**EXERCISE DIRECTIONS**: Write out each line of the material below once more, exactly as it appears.

**INFORMATION**:
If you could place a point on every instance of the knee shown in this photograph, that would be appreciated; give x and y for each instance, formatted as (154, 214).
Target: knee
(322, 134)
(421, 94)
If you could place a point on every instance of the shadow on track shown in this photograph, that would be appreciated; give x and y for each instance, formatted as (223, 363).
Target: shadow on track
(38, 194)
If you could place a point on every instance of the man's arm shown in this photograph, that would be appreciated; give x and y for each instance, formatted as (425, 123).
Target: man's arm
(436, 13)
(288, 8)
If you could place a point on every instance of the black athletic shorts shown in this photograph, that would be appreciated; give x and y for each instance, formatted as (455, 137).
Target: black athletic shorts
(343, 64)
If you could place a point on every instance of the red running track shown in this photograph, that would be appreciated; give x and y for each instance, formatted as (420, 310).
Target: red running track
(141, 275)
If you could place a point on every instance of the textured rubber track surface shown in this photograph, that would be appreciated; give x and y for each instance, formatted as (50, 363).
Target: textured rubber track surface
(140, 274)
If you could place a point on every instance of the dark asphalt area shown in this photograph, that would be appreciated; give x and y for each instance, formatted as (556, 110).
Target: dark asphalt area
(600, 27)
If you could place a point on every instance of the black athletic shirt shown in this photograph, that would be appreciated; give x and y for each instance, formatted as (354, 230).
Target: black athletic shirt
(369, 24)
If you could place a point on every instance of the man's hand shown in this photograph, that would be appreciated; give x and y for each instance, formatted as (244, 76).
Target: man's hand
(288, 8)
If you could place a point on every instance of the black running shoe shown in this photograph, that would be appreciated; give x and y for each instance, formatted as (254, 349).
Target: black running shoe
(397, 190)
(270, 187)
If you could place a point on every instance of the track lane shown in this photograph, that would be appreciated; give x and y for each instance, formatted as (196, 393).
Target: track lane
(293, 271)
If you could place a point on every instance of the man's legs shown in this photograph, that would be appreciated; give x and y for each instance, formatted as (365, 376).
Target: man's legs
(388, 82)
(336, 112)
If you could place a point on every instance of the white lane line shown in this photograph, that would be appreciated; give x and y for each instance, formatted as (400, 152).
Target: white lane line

**TASK RESULT**:
If you could place a point on every instance of the knee shown in this photograph, that would be appreciated; give x and y for each instance, formatted as (154, 214).
Target: knee
(322, 134)
(421, 94)
If you could place a point on every instance of the shadow on track shown in this photograph, that would be appreciated; give x and y for each instance, formatted as (223, 363).
Target: shadow on track
(38, 194)
If you could place a point on every instance of the man's arm shown in this photograph, that would be appreciated; give x and y for each instance, formatted as (425, 123).
Target: man's arm
(436, 13)
(288, 8)
If you could place a point on every instance of the black athletic shorts shown in this photograph, that would be appreciated; give x and y for each instance, formatted as (455, 137).
Target: black athletic shorts
(343, 64)
If you could place a point on every instance of the red running track shown in this photograph, that would be appreciated; give x and y for each instance, formatted as (420, 310).
Target: red running track
(141, 275)
If you could place a point on every instance of the textured rubber track surface shown in this photograph, that would be appreciated; give x and y for each instance, formatted as (50, 363).
Target: textured rubber track surface
(140, 274)
If you could place a point on every instance of the dark asphalt area shown in this photograph, that would be appreciated; give x and y for each instance, formatted as (556, 110).
Target: dark asphalt area
(600, 27)
If you could place a point on every instance of the black athletic shirt shown in this photograph, that would be appreciated; give x and y for each instance, formatted as (354, 230).
Target: black athletic shirt
(369, 24)
If you could place a point on every instance of the man's hand shown in this photograph, that would be appreciated; give x and y for each instance, formatted as (244, 76).
Target: man's hand
(288, 8)
If you could place a point on every instance of the black running shoe shown in this photograph, that would be appreciated; give x and y for each instance, formatted as (254, 349).
Target: black running shoe
(397, 190)
(270, 187)
If you could place a point on every instance of the track lane shown in this photograph, that would be appreciated; give x and y for each instance, formatted as (196, 393).
Target: track lane
(293, 271)
If you could place a point on every instance of the man's legs shown in this photograph, that would be appreciated; give x and y for each instance, formatted as (365, 376).
Target: man's legs
(388, 82)
(336, 112)
If you could place a point on every instance of the white lane line shown in this photograph, that would be appreciated; give x and y for each instance, formatted as (400, 152).
Target: white lane line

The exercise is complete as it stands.